## EXERCISE GOAL
Lift out each line of the data that holds "below".

## MATERIALS PROVIDED
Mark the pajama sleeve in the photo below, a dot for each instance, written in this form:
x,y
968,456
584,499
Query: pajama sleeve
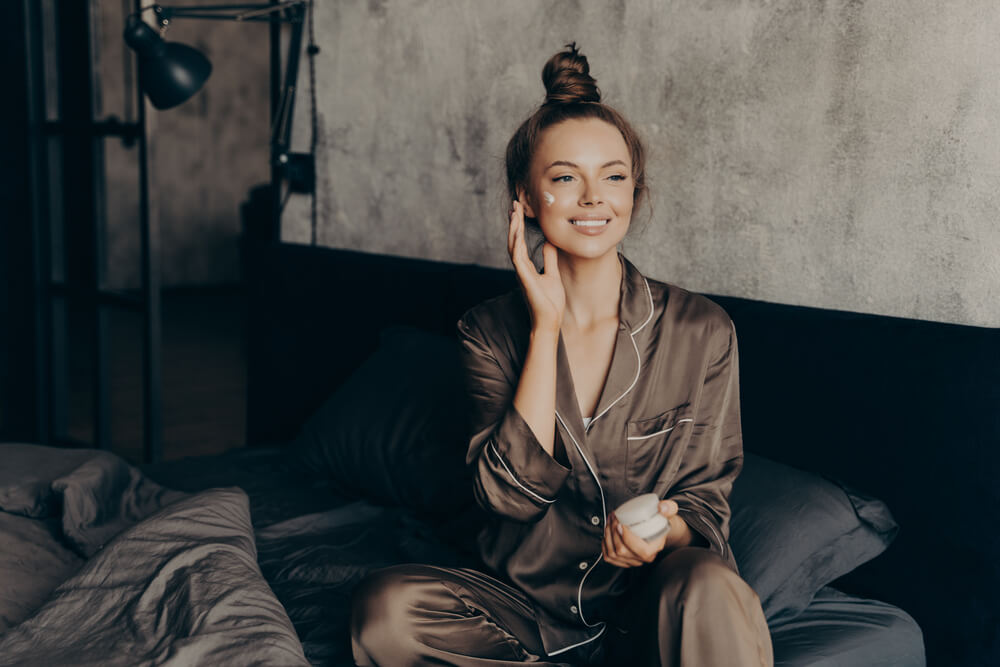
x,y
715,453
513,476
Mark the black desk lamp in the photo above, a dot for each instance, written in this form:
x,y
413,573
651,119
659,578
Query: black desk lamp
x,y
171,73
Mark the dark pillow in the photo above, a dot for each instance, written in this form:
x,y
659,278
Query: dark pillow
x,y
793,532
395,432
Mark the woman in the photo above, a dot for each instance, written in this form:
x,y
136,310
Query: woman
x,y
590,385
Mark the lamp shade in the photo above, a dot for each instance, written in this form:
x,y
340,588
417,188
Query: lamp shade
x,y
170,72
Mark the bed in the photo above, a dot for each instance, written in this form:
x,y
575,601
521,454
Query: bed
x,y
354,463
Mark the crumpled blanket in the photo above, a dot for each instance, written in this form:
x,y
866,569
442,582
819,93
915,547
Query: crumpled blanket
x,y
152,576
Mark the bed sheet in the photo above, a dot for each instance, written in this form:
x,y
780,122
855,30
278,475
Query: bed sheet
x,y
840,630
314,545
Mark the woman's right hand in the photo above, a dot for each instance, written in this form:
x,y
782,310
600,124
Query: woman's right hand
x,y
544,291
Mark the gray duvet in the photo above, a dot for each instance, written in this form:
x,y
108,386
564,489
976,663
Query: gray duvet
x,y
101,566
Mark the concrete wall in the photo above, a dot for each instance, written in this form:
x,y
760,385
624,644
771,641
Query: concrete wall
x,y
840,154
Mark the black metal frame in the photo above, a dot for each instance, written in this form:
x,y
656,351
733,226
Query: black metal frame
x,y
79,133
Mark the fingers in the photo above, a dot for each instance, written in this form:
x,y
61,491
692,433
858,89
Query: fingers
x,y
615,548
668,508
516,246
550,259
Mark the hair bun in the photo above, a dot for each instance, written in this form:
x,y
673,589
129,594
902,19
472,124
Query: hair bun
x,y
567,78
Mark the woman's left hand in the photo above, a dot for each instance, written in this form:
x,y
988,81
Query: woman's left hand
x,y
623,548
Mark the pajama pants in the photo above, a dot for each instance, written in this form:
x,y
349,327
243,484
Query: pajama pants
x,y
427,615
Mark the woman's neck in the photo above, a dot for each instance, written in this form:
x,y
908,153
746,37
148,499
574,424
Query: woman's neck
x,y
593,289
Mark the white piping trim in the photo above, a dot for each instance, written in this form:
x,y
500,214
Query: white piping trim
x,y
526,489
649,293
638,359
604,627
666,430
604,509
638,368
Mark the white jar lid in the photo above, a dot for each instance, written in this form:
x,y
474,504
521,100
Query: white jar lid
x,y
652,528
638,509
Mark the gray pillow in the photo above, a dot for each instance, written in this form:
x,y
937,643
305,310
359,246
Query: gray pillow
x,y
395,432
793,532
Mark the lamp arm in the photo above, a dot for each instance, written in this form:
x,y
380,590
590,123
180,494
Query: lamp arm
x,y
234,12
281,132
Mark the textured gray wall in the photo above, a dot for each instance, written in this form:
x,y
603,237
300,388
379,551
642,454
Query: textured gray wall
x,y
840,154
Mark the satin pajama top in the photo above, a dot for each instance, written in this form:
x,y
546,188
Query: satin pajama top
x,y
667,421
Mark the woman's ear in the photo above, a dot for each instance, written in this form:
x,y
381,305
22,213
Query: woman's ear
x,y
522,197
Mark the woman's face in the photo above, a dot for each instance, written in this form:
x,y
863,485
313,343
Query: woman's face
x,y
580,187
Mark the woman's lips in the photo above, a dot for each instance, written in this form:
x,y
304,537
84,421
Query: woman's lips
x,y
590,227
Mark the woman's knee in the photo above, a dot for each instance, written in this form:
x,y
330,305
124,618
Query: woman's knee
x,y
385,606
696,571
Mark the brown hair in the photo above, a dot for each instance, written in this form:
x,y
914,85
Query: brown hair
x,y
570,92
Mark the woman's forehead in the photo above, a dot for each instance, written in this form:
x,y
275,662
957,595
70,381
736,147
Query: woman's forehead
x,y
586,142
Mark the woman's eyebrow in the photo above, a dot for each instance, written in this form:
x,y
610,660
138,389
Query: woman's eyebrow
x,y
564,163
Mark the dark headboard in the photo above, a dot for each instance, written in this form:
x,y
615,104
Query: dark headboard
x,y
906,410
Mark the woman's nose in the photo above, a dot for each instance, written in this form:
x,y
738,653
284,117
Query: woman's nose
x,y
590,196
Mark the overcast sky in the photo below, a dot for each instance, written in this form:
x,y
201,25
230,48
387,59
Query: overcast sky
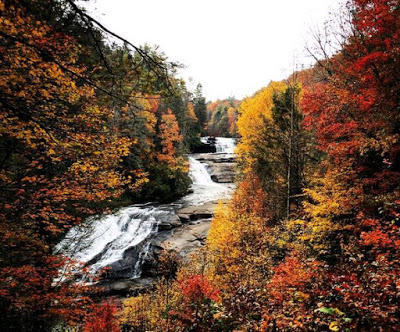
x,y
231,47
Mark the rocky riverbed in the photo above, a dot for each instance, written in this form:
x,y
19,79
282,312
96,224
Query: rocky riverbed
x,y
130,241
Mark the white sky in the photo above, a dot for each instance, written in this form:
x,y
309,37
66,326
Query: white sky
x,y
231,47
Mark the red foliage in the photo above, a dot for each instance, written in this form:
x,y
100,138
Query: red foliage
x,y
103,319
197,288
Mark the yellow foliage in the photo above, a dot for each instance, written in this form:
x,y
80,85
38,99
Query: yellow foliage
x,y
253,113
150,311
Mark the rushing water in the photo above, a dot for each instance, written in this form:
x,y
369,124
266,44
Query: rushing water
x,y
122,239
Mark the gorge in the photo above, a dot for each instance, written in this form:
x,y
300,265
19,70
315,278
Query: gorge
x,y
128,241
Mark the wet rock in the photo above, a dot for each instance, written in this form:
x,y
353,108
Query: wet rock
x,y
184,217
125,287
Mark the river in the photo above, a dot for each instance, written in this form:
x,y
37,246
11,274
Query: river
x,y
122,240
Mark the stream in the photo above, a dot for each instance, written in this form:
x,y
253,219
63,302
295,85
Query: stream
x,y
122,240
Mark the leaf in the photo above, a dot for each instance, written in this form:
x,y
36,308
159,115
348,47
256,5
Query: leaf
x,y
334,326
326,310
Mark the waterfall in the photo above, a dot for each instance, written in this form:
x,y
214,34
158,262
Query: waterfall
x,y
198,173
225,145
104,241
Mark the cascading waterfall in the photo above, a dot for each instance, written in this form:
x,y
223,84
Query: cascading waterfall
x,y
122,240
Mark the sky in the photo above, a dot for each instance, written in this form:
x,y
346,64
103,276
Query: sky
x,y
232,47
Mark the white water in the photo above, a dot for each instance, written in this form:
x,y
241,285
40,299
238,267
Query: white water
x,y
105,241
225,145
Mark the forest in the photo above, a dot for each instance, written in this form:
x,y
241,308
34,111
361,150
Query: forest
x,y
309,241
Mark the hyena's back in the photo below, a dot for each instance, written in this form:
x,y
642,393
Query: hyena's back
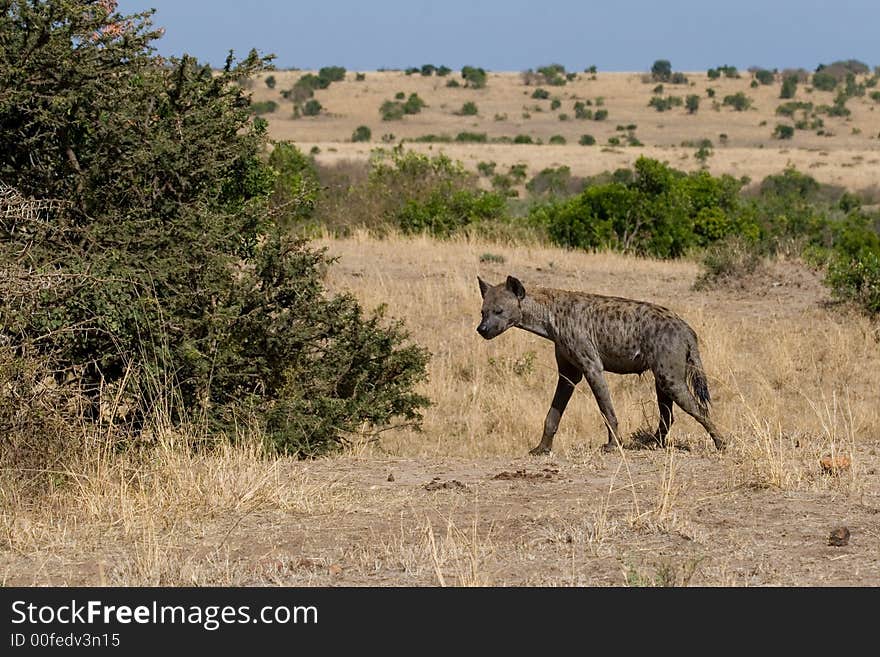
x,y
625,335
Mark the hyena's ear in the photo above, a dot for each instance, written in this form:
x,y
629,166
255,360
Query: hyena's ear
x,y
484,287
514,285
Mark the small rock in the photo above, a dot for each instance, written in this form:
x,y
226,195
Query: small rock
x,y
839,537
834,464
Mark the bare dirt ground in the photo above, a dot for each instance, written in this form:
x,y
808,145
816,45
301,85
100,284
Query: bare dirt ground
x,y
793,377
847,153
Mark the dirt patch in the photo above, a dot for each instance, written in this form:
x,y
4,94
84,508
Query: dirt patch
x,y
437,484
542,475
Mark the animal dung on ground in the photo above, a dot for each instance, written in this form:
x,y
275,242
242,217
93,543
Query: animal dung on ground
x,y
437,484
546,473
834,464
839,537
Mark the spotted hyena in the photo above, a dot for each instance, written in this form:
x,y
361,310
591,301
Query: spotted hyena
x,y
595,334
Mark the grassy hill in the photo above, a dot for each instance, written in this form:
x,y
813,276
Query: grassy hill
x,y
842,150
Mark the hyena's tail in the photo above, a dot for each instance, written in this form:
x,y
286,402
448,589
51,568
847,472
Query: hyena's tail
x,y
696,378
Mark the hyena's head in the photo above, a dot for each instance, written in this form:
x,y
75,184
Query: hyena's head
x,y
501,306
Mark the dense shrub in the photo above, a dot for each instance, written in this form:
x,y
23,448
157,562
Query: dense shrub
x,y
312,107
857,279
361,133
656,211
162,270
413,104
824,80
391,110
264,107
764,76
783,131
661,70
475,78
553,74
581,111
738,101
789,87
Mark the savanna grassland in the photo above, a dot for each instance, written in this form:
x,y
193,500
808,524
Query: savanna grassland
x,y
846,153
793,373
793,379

## ANSWER TO THIS EXERCISE
Mark the pajama sleeve in the photo below, a dot for each instance, written in this form:
Mark the overcast sky in the photo below, a dot for each instance, written in this form:
Mark the hyena's back in the photo below, a dot for each instance, written in this form:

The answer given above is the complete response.